(Beginning of MATERIALS PROVIDED)

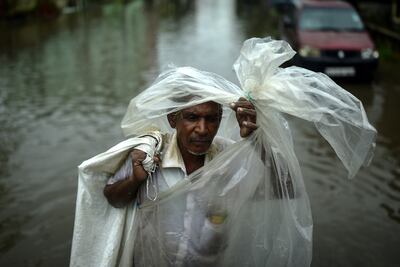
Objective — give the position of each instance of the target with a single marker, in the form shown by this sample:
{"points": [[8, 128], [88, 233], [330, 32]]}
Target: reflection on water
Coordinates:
{"points": [[64, 87]]}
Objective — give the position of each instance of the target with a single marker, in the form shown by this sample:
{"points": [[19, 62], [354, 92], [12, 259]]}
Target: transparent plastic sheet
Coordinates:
{"points": [[248, 206]]}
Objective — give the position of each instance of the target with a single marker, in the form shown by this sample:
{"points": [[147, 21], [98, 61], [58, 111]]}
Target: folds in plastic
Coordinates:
{"points": [[248, 206]]}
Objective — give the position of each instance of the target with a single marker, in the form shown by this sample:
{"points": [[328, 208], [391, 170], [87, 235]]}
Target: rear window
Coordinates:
{"points": [[330, 19]]}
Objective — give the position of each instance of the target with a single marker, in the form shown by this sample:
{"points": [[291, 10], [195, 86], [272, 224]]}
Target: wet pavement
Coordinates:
{"points": [[65, 85]]}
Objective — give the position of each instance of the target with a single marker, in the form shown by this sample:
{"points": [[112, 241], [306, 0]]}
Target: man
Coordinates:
{"points": [[189, 149], [196, 128]]}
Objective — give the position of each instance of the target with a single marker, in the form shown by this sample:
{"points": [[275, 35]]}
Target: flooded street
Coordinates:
{"points": [[65, 84]]}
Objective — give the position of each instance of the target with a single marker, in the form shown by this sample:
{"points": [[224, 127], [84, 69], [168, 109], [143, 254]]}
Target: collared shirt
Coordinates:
{"points": [[181, 230]]}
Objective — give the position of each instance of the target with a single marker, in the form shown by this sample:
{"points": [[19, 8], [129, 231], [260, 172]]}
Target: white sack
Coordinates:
{"points": [[255, 185]]}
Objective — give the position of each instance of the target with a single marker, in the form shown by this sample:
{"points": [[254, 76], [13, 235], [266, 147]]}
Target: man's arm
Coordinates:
{"points": [[246, 116], [123, 192]]}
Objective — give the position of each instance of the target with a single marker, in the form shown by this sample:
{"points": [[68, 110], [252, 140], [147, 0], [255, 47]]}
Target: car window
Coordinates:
{"points": [[334, 19]]}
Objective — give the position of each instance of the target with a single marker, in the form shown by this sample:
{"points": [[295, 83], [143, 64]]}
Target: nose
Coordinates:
{"points": [[201, 127]]}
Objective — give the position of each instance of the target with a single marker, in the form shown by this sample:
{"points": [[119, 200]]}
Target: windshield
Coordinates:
{"points": [[330, 19]]}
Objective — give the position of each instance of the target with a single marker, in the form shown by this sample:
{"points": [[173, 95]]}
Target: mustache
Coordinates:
{"points": [[201, 139]]}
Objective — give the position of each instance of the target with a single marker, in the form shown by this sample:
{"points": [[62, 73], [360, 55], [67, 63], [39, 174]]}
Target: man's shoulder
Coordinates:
{"points": [[221, 143]]}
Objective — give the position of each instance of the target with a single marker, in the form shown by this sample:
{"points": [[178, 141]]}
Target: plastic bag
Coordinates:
{"points": [[248, 206]]}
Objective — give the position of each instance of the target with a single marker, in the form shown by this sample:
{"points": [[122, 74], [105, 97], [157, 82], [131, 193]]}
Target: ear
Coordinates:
{"points": [[172, 119]]}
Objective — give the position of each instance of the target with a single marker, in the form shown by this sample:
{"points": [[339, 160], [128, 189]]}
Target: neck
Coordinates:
{"points": [[192, 162]]}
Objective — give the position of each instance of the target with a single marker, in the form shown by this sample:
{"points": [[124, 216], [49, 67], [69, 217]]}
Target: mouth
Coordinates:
{"points": [[201, 141]]}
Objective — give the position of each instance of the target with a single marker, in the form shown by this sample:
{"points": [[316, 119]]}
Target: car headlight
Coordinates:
{"points": [[369, 53], [308, 51]]}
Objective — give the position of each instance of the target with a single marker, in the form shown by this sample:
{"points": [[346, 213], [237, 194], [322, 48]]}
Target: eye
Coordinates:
{"points": [[213, 118], [191, 117]]}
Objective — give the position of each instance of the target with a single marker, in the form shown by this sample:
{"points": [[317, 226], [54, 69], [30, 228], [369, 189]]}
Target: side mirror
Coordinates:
{"points": [[288, 22]]}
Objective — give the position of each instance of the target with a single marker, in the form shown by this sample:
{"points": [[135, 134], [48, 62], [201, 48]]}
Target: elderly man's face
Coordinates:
{"points": [[196, 127]]}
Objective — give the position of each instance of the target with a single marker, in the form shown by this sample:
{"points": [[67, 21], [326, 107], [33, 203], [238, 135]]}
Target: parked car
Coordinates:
{"points": [[330, 37]]}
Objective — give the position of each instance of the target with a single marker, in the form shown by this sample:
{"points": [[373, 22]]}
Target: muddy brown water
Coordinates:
{"points": [[64, 87]]}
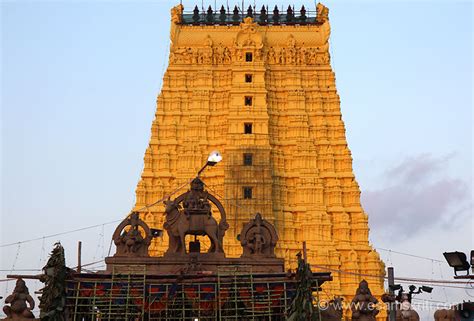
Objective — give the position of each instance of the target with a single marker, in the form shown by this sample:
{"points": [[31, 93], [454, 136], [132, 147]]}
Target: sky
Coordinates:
{"points": [[79, 80]]}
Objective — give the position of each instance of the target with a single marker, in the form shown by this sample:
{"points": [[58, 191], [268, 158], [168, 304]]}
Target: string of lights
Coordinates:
{"points": [[98, 225]]}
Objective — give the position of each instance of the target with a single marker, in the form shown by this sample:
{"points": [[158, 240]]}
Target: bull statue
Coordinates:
{"points": [[191, 214]]}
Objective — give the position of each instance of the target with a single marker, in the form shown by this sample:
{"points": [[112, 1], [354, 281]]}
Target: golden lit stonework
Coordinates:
{"points": [[263, 95]]}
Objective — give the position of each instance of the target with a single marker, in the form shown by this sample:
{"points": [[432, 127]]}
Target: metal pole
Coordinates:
{"points": [[79, 254], [392, 307], [305, 253]]}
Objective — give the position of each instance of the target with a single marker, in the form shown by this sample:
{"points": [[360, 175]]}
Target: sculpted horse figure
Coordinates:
{"points": [[178, 225], [333, 310]]}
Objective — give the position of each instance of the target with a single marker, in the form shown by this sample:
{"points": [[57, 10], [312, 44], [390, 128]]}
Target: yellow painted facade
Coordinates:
{"points": [[301, 175]]}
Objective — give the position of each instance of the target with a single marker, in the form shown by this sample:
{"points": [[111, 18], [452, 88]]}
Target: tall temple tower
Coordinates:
{"points": [[259, 88]]}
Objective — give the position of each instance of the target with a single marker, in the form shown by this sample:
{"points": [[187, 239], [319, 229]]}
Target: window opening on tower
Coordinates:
{"points": [[248, 128]]}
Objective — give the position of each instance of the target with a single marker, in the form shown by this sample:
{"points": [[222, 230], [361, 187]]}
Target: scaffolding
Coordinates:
{"points": [[233, 293]]}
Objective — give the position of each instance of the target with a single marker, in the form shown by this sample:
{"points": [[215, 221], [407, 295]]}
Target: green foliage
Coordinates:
{"points": [[302, 308], [53, 297]]}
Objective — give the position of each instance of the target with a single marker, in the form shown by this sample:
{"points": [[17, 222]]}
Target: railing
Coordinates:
{"points": [[222, 17]]}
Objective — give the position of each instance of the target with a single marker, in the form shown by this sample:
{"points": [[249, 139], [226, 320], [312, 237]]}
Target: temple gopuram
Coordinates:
{"points": [[258, 86], [271, 227]]}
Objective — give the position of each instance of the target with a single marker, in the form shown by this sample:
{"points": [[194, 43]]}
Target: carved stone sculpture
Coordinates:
{"points": [[364, 304], [333, 310], [21, 303], [323, 13], [190, 214], [258, 238], [130, 242]]}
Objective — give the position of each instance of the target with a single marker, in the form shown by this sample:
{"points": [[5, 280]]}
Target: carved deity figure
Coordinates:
{"points": [[190, 214], [21, 303], [258, 238], [364, 304], [323, 13], [131, 242], [271, 55]]}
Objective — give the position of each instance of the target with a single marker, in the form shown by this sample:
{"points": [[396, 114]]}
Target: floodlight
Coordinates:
{"points": [[458, 261], [214, 158], [395, 287], [427, 289]]}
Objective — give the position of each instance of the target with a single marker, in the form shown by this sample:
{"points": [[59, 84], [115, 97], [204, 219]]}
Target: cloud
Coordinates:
{"points": [[417, 195]]}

(End of MATERIALS PROVIDED)

**REQUIREMENT:** Across the listing above, find all lines where the word "figure" is present and copy them.

**RESULT OF THE TASK:**
Target: sculpted horse figure
Target: carved deity figure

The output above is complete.